** START Records for the exercise **
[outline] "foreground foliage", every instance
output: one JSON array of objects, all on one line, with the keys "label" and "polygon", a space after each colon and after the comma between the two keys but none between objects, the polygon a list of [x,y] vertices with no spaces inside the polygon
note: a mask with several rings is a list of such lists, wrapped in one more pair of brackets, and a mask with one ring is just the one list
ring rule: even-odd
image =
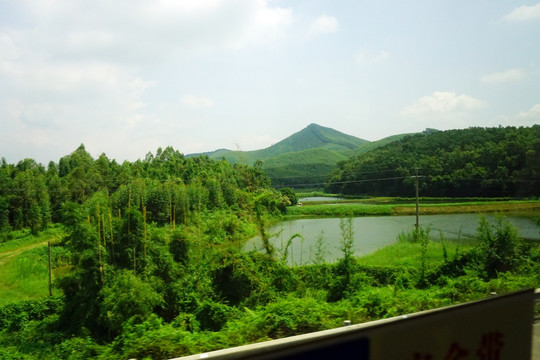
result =
[{"label": "foreground foliage", "polygon": [[0,307],[0,357],[172,358],[540,287],[540,247],[503,218],[482,219],[476,242],[420,229],[358,259],[349,220],[341,229],[337,263],[298,267],[233,244],[180,246],[182,233],[150,229],[140,268],[105,265],[102,283],[96,262],[80,257],[60,282],[65,296]]},{"label": "foreground foliage", "polygon": [[[167,148],[120,165],[81,146],[47,170],[4,162],[0,181],[0,286],[47,284],[48,241],[55,278],[53,297],[2,293],[2,359],[170,358],[540,287],[540,249],[504,219],[474,244],[419,229],[357,259],[344,216],[336,263],[321,235],[291,267],[265,229],[297,197],[261,164]],[[264,247],[244,251],[256,233]]]}]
** END Records for the exercise **
◆ Written instruction:
Reproduce every line of the records, requests included, and shift each polygon vertex coordinate in the answers by -98 for both x and y values. Omit the pictures.

◆ Task response:
[outline] "foreground foliage", every instance
output: one JSON array of objects, all on one line, with the keys "label" and "polygon", a space after each colon and after the comma between the two keys but none between objects, the polygon a list of [x,y] vertices with no spaces inside the polygon
note: a mask with several rings is a list of such lists, wrapped in one more pair of brackets, and a mask with one ring is just the one list
ring rule: even-odd
image =
result =
[{"label": "foreground foliage", "polygon": [[-98,209],[-98,259],[74,260],[442,189],[442,149],[405,120],[384,121],[378,144],[322,131],[260,161],[251,122],[243,131],[239,165],[200,169],[135,146],[82,148],[84,135],[52,131],[42,170],[7,167],[4,185],[-2,164],[-18,159],[-38,184],[-33,198]]},{"label": "foreground foliage", "polygon": [[[69,50],[22,67],[-17,48],[-51,72],[-94,64],[-98,83],[-98,188],[-51,186],[-50,143],[-43,180],[-45,199],[-96,195],[-96,261],[72,260],[442,189],[442,151],[406,121],[376,146],[321,131],[259,161],[246,118],[238,165],[223,137],[193,169],[167,131],[199,99],[163,66]],[[166,149],[146,153],[158,135]]]}]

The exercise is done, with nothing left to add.